Görev Tanımı A
Metin bölümüne göre Ali Hoca, soruyu çözdüğü için Rahmet'i neyle ödüllendiriyor?

++++ Metin Bölümü

Rahmet eski sevgilisi sayesinde onun ablası olan sevgilisinin babasıyla tanışıp ajanlık yapadursun, bu sırada Deniz ise eski sevgilisiyle beraber sevgilisine Sevgililer Günü sürprizi hazırlamakla meşguldü ve bu tuhaf dörtlünün en bedbaht üyeleri olan Tolga ve Derin Sevgililer Günü’nü dörtlü olarak kutlayabileceklerini sanıyorlardı, neyse en azından Tolga sanıyormuş gibi yapıyordu da Derin’e ne oluyor onu çözemedim ben. Her neyse, Ali Hoca Rahmet’e soruyu çözdüğü için Amerika’yla ödüllendirildiğini söyledikten hemen sonra Rahmet Deniz’e haber vermeye gidiyor. Tabii ki de bu Amerika haberi Rahmet’i çok mutlu ediyor, kimi etmez ki? Rahmet artık yavaş yavaş zekasının, emeğinin ve başarısının karşılığını almaya başlıyor; yavaş yavaş şeytanın bacağını kırıyor. Ama karşılığını aldığı tek şey zekası da değil, sevgisi de aynı zamanda… Amerika’da öğrenim görebileceğini, hayatının tamamen değişebileceğini duyduktan sonra aklına gelen ilk isim Deniz. Bir an bile olsun araları bozuk olmasına rağmen Deniz olmadan gidebileceğini düşünmüyor. Hemen onun yanına gidip “Benimle Amerika’ya gelir misin?” diye soruyor.  Deniz afallıyor haliyle, ne Amerika’sı diye… Rahmet Deniz’e durumu anlatıyor ve “Ali Hoca beni Amerika’ya göndermek istiyor. Ben de senin vereceğin cevaba göre ya gideceğim, ya gitmeyeceğim.” diyor. “Ben sensiz hiçbir yere gitmem.” diyor; bunun Rahmet için bir ortası yok.

++++++++

Görev Tanımı B
Kayıtlarda "Element lookup: the white building." içeren satırla açılıp "[132,146,321,235]" içeren satırla kapanan kısmı, istek satırları dahil yeniden yazın. Yanıtlardaki sınırlayıcı kutu koordinatlarının her birini 90 artırın.

++++ Sağlanan Veriler

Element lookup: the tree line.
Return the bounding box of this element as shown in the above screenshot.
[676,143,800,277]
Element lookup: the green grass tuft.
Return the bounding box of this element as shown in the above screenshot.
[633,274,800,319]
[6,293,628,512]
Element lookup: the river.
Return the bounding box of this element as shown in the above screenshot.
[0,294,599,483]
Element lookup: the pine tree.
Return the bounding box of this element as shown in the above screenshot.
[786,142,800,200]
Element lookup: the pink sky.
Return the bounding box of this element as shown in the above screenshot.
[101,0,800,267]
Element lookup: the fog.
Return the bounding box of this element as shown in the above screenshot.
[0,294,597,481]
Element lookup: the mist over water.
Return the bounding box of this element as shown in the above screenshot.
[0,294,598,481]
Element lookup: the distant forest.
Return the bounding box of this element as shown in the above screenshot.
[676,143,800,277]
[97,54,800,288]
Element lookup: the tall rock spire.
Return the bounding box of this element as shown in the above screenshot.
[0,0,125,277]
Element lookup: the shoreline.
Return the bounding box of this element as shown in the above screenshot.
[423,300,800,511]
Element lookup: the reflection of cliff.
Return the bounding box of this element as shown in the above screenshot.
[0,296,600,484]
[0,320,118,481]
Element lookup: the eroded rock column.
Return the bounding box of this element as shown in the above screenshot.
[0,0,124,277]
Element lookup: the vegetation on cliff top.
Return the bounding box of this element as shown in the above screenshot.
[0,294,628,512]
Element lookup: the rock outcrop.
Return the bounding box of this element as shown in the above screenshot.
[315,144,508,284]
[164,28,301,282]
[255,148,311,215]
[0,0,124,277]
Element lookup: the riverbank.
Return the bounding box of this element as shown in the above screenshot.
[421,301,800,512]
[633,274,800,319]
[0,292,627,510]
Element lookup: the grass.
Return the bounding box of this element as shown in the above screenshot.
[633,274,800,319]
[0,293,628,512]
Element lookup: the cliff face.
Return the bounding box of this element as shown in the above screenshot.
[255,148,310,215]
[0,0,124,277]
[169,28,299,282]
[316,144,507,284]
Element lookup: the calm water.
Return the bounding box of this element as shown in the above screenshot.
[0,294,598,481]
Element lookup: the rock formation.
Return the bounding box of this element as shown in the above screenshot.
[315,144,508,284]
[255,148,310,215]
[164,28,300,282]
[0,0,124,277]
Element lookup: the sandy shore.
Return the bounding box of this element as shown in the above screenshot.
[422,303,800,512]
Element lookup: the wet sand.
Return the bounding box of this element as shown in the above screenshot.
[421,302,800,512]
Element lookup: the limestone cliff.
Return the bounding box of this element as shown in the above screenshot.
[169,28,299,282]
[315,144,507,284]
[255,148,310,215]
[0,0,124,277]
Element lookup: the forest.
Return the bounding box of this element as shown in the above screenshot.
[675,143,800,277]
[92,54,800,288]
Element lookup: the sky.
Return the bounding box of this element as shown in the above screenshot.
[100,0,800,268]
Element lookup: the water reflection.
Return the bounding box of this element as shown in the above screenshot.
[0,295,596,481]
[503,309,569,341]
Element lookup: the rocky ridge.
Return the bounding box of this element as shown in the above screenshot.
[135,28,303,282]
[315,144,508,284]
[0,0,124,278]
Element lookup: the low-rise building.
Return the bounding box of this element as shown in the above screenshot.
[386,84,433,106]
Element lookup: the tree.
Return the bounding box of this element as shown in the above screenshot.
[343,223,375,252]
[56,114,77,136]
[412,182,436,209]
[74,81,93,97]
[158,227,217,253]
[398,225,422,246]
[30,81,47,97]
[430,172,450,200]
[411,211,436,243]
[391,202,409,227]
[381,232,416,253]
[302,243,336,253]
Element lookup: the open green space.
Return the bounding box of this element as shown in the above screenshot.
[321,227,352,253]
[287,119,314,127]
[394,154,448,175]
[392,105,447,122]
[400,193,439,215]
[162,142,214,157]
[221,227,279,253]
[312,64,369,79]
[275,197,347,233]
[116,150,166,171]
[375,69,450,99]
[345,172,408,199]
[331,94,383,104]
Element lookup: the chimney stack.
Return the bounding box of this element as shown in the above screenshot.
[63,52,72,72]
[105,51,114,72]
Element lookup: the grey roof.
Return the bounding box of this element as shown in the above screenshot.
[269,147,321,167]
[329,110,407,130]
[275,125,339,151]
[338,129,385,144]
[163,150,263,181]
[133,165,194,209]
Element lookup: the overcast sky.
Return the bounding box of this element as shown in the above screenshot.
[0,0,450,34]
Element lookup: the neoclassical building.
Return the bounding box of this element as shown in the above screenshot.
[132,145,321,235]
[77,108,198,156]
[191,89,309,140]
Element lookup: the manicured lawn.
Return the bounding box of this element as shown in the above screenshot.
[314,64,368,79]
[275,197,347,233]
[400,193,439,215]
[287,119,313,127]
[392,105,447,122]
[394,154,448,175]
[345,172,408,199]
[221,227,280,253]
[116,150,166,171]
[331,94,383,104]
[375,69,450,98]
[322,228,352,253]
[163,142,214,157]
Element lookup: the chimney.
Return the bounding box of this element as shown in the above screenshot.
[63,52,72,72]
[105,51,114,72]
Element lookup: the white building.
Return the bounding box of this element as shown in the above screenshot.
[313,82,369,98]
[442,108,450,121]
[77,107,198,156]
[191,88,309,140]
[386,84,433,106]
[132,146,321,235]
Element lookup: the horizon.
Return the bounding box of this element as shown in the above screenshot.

++++++++

Alıştırma Sonucu A
Amerika'yla ödüllendiriyor; Rahmet'i Amerika'ya göndermek istiyor.

Alıştırma Sonucu B
Element lookup: the white building.
Return the bounding box of this element as shown in the above screenshot.
[403,172,459,188]
[532,198,540,211]
[167,197,288,246]
[281,178,399,230]
[476,174,523,196]
[222,236,411,325]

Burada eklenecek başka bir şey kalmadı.